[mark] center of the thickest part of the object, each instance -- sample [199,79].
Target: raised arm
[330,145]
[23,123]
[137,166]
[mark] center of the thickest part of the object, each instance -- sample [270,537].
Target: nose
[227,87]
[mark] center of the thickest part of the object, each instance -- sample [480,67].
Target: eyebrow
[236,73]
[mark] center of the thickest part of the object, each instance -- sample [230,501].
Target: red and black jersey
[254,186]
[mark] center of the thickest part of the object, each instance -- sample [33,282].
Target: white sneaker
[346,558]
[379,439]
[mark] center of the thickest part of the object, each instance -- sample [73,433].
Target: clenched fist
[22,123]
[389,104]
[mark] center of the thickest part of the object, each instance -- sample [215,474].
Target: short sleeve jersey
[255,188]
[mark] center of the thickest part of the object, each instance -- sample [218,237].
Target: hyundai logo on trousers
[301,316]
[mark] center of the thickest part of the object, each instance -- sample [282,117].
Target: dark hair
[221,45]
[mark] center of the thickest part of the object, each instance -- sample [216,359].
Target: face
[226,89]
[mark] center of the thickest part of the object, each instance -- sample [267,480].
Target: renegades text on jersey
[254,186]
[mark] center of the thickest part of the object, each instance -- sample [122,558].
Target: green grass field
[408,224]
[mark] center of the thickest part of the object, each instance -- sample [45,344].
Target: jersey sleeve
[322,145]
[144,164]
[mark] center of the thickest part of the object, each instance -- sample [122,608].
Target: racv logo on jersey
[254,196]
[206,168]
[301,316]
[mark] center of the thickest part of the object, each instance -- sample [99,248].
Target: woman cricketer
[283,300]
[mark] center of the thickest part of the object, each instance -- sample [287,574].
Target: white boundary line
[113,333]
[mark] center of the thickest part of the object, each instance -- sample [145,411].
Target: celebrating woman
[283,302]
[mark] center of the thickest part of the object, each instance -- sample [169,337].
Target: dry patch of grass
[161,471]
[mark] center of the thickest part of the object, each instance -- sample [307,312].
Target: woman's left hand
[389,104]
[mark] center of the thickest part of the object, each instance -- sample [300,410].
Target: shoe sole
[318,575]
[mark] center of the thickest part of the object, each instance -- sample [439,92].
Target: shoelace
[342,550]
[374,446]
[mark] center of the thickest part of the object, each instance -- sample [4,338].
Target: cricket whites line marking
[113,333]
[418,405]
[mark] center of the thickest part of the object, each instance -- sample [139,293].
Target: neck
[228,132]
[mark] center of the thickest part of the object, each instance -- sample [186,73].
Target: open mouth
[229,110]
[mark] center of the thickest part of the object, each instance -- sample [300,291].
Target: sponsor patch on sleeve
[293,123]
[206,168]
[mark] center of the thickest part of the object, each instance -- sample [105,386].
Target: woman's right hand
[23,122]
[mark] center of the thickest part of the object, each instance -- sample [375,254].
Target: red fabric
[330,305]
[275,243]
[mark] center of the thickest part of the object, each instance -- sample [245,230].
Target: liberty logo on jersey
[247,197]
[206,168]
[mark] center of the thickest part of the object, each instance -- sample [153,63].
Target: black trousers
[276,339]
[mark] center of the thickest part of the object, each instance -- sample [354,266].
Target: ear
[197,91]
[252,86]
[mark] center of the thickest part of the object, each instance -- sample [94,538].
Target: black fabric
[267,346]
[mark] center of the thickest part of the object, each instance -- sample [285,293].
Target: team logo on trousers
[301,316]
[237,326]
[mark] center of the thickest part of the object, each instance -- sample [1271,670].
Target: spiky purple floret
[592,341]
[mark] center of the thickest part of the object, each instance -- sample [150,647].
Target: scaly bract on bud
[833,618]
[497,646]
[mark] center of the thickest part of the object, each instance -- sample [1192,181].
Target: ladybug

* * *

◆ Set problem
Copy out all of the records above with nothing altered.

◆ The answer
[mark] center of the thickest part of the object, each instance -- sample [199,79].
Target: raised arm
[330,145]
[23,123]
[137,166]
[mark] center of the thickest part of the object, each instance -- sample [270,537].
Target: nose
[227,87]
[mark] center of the thickest part of the object, each instance -- sample [480,67].
Target: eyebrow
[236,73]
[mark] center of the thickest part of the object, each instance -- sample [230,501].
Target: red and black jersey
[254,186]
[mark] center of the thickest part of the object, each instance -- sample [33,282].
Target: white sneaker
[346,558]
[379,439]
[mark] center of the thickest part of the object, each instance -- sample [73,433].
Target: clenched fist
[22,123]
[389,104]
[mark] center of the thickest part of the object, each instance -- sample [215,474].
Target: short sleeve jersey
[255,188]
[mark] center of the thickest part of the object, each instance -- sample [218,237].
Target: hyundai logo on trousers
[301,316]
[mark] center of the thickest part of the object, each instance -- sample [282,117].
Target: dark hair
[221,45]
[mark] center of the thickest part of the object, each instance -- sample [216,359].
Target: face
[226,89]
[mark] center of the thickest part of the object, each instance -- sample [267,480].
Target: renegades text on jersey
[254,186]
[mark] center of the thickest part of the object, each instance -- sample [122,558].
Target: green grass field
[408,224]
[mark] center of the thickest part of the object, each instance -- sample [45,344].
Target: jersey sleeve
[322,145]
[144,164]
[mark] center of the thickest part of the object, each instance -- sample [122,608].
Target: racv logo on jersey
[254,196]
[206,168]
[301,316]
[mark] center of the thickest part of the object, each instance -- sample [99,248].
Target: woman cricketer
[283,300]
[mark] center of the thickest part of the object, each instance -- sample [287,574].
Target: white boundary line
[113,333]
[mark] center of the thickest part of the object, each instance -- sample [145,411].
Target: celebrating woman
[283,302]
[mark] center of the thickest part of the object, each instance -- sample [169,337].
Target: dry patch of grass
[161,471]
[mark] center of the thickest part of the object, each instance -- sample [307,312].
Target: woman's left hand
[389,104]
[mark] center of the thickest part of the object, each instance -- sample [300,410].
Target: shoe sole
[318,575]
[mark] center of the thickest part of the object, each instance -- sample [439,92].
Target: shoelace
[342,550]
[374,446]
[mark] center of the thickest part of the object, each instance -- sample [4,338].
Target: cricket whites line marking
[113,333]
[418,405]
[mark] center of the thickest part of the object, each instance -- sample [139,293].
Target: neck
[228,132]
[mark] center of the thickest part of the object, each instance -- sample [186,73].
Target: open mouth
[229,110]
[mark] center of the thickest part of the object, each instance -- sample [300,291].
Target: sponsor patch on sleeve
[293,123]
[206,168]
[mark] center of the thickest part of the object, each instance -- sample [105,386].
Target: woman's right hand
[23,122]
[mark] center of the thickest part of the object, each instance -- sample [375,254].
Target: red fabric
[330,305]
[275,243]
[mark] center of the thickest part of the object, each instance -- sample [245,230].
Target: liberty logo on jersey
[247,197]
[206,168]
[mark] center of the thickest part of the object, each instance -- sample [153,63].
Target: black trousers
[276,339]
[mark] center of the thickest part of the object, each instance -- sample [354,266].
Target: ear
[197,91]
[252,86]
[mark] center of the thickest part of the object, each instance -- sample [94,538].
Target: black fabric
[267,346]
[mark] center of the thickest part of the object, each instance -- sample [285,293].
Target: team logo on trousers
[301,316]
[237,326]
[mark] center of the thickest part of the object, each instance -- sample [1271,670].
Target: spiky purple floret
[592,341]
[mark] center of the thickest part of the object, each instance -- sample [150,647].
Target: scaly bract on bud
[833,618]
[497,646]
[mark] center of the thickest part of the object, each instance -- sample [1192,181].
Target: ladybug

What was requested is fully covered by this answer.